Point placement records
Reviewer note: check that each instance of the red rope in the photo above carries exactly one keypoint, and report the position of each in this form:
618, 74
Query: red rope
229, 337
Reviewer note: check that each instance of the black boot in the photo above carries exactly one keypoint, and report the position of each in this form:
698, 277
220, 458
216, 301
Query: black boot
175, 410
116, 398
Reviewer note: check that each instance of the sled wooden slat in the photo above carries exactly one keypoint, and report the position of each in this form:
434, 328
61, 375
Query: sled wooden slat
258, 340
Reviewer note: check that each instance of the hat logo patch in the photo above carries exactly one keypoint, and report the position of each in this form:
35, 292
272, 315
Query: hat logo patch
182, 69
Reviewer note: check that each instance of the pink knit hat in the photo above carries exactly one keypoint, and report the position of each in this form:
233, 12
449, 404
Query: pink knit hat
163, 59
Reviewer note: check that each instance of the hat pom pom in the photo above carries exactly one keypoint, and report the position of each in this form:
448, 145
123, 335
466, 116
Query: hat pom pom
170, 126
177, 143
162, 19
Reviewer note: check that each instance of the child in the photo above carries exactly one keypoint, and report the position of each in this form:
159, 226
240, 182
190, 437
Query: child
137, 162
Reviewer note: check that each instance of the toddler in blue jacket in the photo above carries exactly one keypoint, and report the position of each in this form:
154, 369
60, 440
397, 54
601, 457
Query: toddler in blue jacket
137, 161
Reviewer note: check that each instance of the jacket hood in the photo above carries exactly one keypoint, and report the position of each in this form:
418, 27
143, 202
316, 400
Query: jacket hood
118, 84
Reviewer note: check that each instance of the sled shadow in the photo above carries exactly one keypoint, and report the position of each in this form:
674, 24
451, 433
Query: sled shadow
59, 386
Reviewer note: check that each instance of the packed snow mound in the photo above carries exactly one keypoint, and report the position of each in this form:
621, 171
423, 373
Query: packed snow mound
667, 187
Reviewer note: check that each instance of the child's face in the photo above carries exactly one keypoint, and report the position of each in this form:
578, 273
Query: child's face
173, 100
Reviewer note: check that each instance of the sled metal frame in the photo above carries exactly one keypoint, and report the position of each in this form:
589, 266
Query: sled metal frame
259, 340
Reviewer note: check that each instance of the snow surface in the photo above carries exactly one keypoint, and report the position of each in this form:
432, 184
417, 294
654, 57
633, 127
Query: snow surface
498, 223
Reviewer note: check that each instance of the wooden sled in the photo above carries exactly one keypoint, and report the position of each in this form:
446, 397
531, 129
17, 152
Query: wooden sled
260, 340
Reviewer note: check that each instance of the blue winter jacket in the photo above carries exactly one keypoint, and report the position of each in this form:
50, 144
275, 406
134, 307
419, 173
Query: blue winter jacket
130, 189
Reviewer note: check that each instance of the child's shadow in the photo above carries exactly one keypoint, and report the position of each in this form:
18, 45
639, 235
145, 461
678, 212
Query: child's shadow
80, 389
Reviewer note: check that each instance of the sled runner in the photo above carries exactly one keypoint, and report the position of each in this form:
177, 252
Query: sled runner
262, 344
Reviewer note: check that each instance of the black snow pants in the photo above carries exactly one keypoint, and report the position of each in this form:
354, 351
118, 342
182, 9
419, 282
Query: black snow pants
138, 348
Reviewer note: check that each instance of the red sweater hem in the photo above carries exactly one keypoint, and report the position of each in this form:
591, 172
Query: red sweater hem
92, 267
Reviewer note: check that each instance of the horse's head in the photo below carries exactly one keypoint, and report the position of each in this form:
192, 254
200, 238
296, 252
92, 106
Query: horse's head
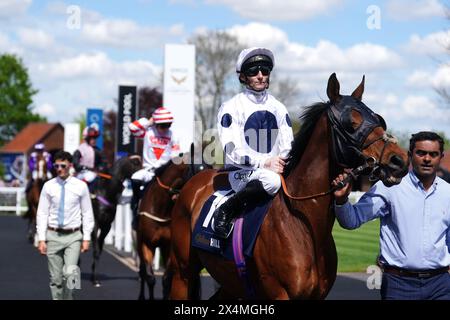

SHORT TASK
Write out the listing above again, switching every "keypoint" to "marker" and changing nothing else. Leave the pictures out.

TASK OUTPUT
Reviewer note: check that each instance of the red rope in the photo above carries exactly one marker, and report the position of each in this form:
618, 74
Query: red rope
229, 337
Reviewer note: check that each instance of the black boot in the photo above carries exactly one marker, and report the position of each in this form:
698, 277
220, 458
216, 301
Query: black boot
175, 410
116, 398
Reviewer note: check that each instance of the sled wooden slat in the photo above carries exactly one marker, and report the position of each in this form:
434, 328
61, 375
Query: sled wooden slat
258, 340
Reviewer note: check that each instance of the hat logo patch in the photo above carries exactly one marker, and report the position of each in this form:
35, 292
272, 315
Query: hat logo patch
182, 69
Reviewer note: check that each instance of the pink knit hat in the photo above carries exactly one marker, and report the position of each in this form:
233, 12
449, 404
Query: pink knit hat
163, 59
Reviewer note: check that each instance of the hat pom pom in the photo above carries exactly one marker, and report the position of each in this form:
448, 145
123, 335
466, 116
Query: hat pom pom
170, 126
177, 143
162, 19
Reviewer note: check that each instance of the child in the photo above carries exactly one marker, and report the position of each in this form:
159, 226
240, 182
190, 437
Query: child
137, 162
Reviewer note: check that each instance of the toddler in blue jacket in the photo above carries exactly one marker, and report the position of each in this form:
154, 369
60, 440
397, 54
601, 457
Query: toddler in blue jacket
137, 161
Reviewer note: check that each instance of the jacket hood in the photo above carries exactly one marker, and report the position of each in this form:
418, 27
143, 202
316, 400
Query: jacket hood
118, 84
Reviewer note: check that each instance of the sled shadow in the photo above carries exactly one marker, and report the position of each in this form:
674, 24
451, 433
Query: sled shadow
59, 386
Reviewer note: check that each instance of the packed snow mound in the photo above carries exactly one marker, and report the position of each in this form:
621, 171
423, 373
Query: packed snow mound
667, 187
Reviewer note: check that each instance of the child's face in the photo above carries exactly one marker, and report the position of each in this form:
578, 273
Query: child's face
173, 100
Reviewer note: check that each instance of the sled metal frame in the photo above carries exactly one marker, and report the position of each in this form:
589, 266
Query: sled metal frame
259, 340
Reviewer note: check that each instance of the snow surface in the photo above carries exactly one marker, and report the position of each in this form:
432, 184
417, 294
654, 57
633, 127
Query: snow surface
498, 223
Reviewer note: check that each instance of the wooden sled in the photo above carries exactly one marker, and report the position of each in this form:
446, 397
531, 129
17, 152
Query: wooden sled
260, 340
Reviewer note: check that each instance of the blue winter jacket in the photo above carries exactly one marker, and report the position of each in this form:
50, 144
275, 406
134, 307
419, 173
Query: blue winter jacket
130, 189
Reviewer note: check that each instance of the child's shadow in the photo above carries exactly one marker, and report the position of each in this form:
18, 45
639, 235
145, 461
678, 212
Query: child's shadow
80, 389
Reviewer note: check that each instance of the sled runner in the photo above carries exactly one marker, and report the position of each in this form:
177, 252
Query: sled runner
262, 344
Reviewer note: check that each instance of the black snow pants in the photo above carries exactly one marker, and report the position of each in this form:
354, 351
118, 342
182, 9
419, 282
Query: black snow pants
138, 348
Reviewer note: check that each instance of the red sweater hem in the photo above carries exactly one marker, and report the position of each in this form:
591, 172
Query: red sweater hem
92, 267
Reviewer note: check that each instance of the horse's head in the photo below carries exactly one marker, and report the position of each in this form:
192, 254
200, 238
296, 252
92, 106
Query: horse's head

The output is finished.